▶ **Exercise task**:
Locate the line containing "You are given a photograph. Could you point to the submerged", then please write out that line and all the lines below it in the entries exactly.

— start of Listed entries —

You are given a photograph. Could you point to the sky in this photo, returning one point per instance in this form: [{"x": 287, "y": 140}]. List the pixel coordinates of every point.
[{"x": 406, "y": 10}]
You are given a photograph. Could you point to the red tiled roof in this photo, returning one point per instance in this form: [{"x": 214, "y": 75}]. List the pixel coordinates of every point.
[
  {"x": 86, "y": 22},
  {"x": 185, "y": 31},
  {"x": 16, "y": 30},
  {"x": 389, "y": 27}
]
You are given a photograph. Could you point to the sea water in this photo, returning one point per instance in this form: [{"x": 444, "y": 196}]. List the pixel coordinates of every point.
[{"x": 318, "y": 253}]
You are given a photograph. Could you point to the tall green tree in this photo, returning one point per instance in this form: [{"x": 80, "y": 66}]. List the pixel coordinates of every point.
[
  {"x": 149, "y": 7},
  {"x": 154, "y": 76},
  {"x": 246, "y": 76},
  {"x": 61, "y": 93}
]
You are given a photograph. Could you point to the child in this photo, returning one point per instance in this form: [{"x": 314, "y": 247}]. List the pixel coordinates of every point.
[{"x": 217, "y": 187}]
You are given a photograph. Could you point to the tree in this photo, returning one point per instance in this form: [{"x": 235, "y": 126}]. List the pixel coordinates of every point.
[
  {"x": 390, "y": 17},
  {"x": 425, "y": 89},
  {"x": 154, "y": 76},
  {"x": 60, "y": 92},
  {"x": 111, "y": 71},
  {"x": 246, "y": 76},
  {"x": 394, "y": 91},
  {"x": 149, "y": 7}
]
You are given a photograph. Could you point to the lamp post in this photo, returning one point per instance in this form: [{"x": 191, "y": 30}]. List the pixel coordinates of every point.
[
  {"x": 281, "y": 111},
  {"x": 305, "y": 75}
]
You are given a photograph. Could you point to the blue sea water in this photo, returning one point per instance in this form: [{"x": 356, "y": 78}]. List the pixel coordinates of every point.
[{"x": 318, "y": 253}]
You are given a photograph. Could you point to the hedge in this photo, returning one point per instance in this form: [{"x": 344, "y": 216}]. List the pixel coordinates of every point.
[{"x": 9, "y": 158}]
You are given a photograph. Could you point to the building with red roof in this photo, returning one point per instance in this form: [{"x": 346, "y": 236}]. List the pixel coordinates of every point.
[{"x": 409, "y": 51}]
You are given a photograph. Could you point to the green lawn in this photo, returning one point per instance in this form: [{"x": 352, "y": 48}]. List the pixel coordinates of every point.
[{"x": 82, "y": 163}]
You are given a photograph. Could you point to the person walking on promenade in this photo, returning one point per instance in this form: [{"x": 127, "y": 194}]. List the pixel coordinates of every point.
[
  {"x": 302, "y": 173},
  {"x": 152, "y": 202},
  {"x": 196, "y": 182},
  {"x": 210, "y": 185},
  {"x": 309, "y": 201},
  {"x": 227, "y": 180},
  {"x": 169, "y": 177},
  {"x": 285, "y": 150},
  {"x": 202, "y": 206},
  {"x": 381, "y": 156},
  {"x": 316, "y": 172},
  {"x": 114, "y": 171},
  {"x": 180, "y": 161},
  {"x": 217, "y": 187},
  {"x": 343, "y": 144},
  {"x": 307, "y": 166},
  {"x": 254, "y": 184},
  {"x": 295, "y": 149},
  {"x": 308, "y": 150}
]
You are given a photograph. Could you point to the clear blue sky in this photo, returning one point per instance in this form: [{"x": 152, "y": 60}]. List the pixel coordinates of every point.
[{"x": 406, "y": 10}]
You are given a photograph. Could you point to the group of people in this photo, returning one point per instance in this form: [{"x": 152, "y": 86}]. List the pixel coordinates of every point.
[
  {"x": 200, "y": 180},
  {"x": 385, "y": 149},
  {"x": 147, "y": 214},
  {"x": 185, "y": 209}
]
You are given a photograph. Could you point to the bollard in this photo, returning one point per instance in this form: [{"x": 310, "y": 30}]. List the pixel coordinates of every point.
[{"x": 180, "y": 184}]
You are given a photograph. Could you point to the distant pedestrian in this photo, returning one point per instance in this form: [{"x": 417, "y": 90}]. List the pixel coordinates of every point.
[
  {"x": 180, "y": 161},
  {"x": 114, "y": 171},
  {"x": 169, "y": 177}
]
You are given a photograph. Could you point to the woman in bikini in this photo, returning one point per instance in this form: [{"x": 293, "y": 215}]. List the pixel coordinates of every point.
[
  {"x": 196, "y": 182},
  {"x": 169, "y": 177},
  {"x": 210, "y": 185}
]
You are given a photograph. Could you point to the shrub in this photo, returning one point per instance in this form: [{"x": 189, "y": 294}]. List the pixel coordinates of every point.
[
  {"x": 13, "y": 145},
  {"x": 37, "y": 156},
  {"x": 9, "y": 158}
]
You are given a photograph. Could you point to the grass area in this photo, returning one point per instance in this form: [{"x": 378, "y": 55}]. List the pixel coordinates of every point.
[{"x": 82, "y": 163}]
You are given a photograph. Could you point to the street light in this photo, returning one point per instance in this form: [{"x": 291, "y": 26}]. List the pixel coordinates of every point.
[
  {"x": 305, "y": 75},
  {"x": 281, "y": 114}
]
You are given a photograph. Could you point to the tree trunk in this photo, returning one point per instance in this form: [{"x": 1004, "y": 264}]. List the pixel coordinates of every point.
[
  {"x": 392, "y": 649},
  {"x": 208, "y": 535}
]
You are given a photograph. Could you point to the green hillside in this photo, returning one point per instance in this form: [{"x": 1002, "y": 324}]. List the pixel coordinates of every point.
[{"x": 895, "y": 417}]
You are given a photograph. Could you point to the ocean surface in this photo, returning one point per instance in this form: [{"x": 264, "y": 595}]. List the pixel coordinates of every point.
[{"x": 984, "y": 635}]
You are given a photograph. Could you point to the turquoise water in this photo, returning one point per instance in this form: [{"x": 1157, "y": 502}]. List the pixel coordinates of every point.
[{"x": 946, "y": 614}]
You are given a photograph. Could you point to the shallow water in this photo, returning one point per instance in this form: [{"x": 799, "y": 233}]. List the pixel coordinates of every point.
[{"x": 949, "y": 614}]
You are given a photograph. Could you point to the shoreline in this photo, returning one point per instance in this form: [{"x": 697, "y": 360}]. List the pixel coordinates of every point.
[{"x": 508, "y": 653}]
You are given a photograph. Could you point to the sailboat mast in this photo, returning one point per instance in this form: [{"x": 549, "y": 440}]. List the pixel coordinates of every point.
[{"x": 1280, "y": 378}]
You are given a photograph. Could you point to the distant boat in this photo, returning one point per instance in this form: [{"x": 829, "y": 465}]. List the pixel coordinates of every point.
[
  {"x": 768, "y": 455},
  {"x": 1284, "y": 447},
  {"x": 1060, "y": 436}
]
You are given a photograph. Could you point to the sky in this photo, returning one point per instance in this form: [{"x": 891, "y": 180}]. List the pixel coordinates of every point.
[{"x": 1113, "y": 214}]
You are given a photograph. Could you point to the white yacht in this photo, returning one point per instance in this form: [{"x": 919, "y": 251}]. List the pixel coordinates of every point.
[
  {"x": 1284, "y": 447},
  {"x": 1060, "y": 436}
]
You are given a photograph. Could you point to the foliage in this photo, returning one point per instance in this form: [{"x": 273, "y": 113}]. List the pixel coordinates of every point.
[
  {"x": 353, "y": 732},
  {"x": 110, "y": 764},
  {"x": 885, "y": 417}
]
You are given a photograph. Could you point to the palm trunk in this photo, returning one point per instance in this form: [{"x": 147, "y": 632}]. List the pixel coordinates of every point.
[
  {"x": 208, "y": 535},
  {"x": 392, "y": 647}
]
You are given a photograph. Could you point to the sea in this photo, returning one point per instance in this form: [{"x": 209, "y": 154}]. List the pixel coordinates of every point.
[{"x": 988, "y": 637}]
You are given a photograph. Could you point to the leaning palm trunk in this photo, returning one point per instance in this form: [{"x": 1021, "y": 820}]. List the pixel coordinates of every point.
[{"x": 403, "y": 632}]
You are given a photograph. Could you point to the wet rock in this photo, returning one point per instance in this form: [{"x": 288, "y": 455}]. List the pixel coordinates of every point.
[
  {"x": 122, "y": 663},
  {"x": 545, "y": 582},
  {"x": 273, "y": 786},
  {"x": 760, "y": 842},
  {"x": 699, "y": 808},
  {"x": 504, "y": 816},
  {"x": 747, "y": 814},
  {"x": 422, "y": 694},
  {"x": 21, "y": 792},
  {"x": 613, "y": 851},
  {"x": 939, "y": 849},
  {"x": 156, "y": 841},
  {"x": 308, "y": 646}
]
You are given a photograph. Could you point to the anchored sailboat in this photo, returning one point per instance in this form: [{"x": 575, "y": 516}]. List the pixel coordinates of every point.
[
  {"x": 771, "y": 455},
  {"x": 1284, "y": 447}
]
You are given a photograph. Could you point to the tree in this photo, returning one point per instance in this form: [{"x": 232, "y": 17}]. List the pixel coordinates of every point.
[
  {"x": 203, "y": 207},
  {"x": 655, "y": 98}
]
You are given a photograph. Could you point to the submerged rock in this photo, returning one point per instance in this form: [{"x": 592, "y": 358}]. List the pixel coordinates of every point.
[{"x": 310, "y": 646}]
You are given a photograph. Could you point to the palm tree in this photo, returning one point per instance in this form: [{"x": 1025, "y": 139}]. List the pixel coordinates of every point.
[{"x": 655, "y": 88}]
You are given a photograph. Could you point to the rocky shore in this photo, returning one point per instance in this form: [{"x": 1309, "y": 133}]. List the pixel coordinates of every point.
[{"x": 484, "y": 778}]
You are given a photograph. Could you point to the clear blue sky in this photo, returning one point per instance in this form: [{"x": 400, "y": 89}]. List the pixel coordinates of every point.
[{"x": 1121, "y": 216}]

— end of Listed entries —

▶ **Exercise output**:
You are given a photograph. Could you point to the submerged rock in this photo, returning one point per instance in this form: [{"x": 592, "y": 358}]. List the pixel coordinates of every point.
[{"x": 310, "y": 646}]
You are given a photograph. Could you point to the palm tree in this photo, returning one point per instance in this form: [{"x": 1025, "y": 139}]. List the pixel coordinates of every point.
[{"x": 655, "y": 88}]
You are given a photograph. Could you point to the rocky shore in this photo, returning one point per instance in this form: [{"x": 1309, "y": 133}]. List the pixel coordinates of every point.
[{"x": 484, "y": 778}]
You are given a photograph. Could you point to the clear blue sky in this photo, returning one point per instance in this form: [{"x": 400, "y": 89}]. List the pixel coordinates of every point.
[{"x": 1121, "y": 216}]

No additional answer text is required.